▶ **Work request 1**
According to the commentary on Malcolm Turnbull and election timing, by when would a double dissolution election have to be held?
▶ **Work request 2**
Continue the commentary on Turnbull, election timing and the union royal commission from where it stops.

(Passage)

When Malcolm Turnbull addressed his partyroom on Tuesday, he had a double message.
The election could reasonably be expected at the normal time, between August and October, Turnbull said. That’s his current line. But, he added, that was not set in stone: a double dissolution was a “live option” that would have to be weighed up.
Translated, Turnbull is saying: I plan to go full term but I want to draw attention to this gun in my pocket, to encourage the Senate to pass some big measures, notably those dealing with union bad behaviour.
Turnbull’s approach is understandable. But he has to be careful. He needs to keep up business confidence and doubt around election timing can harm that. The nuances get lost in the mad media cycle. On the other hand, business wants to curb the unions and perhaps in that cause will be tolerant of a bit more uncertainty.
Labor will not be influenced by the threat of a double dissolution, which would have to be held by mid-July. It is already operating as though the election is next month.
A double dissolution carries the risk of a more fragmented Senate crossbench than now because the quota is smaller, which is a disincentive to calling one.
But even with a smaller quota some, though not all, of the existing “micro” players would almost certainly be swept out. Whether any crossbenchers will take account of the threat to their own futures when considering their attitudes to bills is another matter.
Despite having a softer image than Tony Abbott, Turnbull will exploit to the full the damning report from the trade union royal commission that his predecessor set up. Turnbull gets the benefit of Abbott’s very political act.
The government on Tuesday reintroduced legislation to resurrect the watchdog Australian Building and Construction Commission (ABCC). On current crossbench attitudes, its prospects – after being rejected once – are not good. The government will soon bring back tough legislation on registered organisations.
Turnbull told his MPs that the commission report was “a watershed moment”, showing a culture of corruption and malfeasance across sections of the union movement.
Bill Shorten still looks weak on the issue of industrial wrongdoing and Labor is conflicted; the bottom line is the unions have too much influence in and over the ALP and Shorten has shown little inclination to do anything about it.
At a tactical level, the government has been cack-handed in some of its play around the commission report. It said it would show the secret part of the report to crossbenchers whose support it is seeking for the ABCC legislation, but that access wouldn’t be accorded to Labor and the Greens.
It then changed its mind, offering them access but on such absurdly restrictive conditions that they could respectably decline. The offer was for just one person in each of Labor and the Greens to view the material. No notes could be taken and “the details and nature of the material … may not be disclosed to third parties”.

(End Passage)
(Data listing)

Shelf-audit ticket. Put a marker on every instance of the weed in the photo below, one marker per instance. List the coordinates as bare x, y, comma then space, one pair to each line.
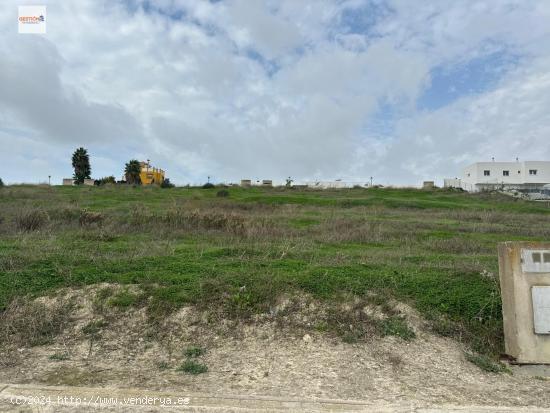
31, 219
30, 323
163, 365
192, 367
59, 357
94, 327
487, 364
123, 300
194, 351
397, 326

(End Data listing)

▶ **Task answer 1**
By mid-July.

▶ **Task answer 2**
Whether Turnbull ends up able to wield any leverage over the Senate on his industrial relations legislation remains to be seen. He certainly doesn’t appear to have the slightest influence when it comes to clearing the way for his ministerial reshuffle, which is waiting on Nationals leader Warren Truss clarifying his future.
Unfortunately Truss, now almost universally expected to quit the leadership, muddied the waters when he spoke to the Nationals partyroom on Monday.
He flagged an announcement at the end of this sitting. Colleagues took that to mean when the parliamentary fortnight wraps up next week. But he apparently meant the end of this session, which finishes mid-March. Truss is said to want to be present through much of the budget’s expenditure review process. If he sticks to this timetable it is very awkward for Turnbull. It delays the reshuffle, and has Turnbull dancing to Truss’ (slow) tune.
The reshuffle – in the wake of Jamie Briggs quitting the ministry because of inappropriate behaviour and Mal Brough standing aside – is expected to be limited but not minimal. Turnbull knows he needs to get on with it as soon as possible, but cannot. Having one set of changes before Truss’ announcement and another one after would be a farce. Never a patient man, Turnbull’s degree of frustration can only be guessed at.
Meanwhile Turnbull’s problems on the tax front are increasing, as nervousness surfaces in the Nationals about the possibility of a higher GST. The Nationals hold some of the poorest electorates and say they would have a lot of trouble explaining a tax change which included a great deal of “churn” in compensation for limited benefit.
No wonder Turnbull was again cautious in Tuesday’s partyroom when talking about tax. On the GST issue, he is staying agile.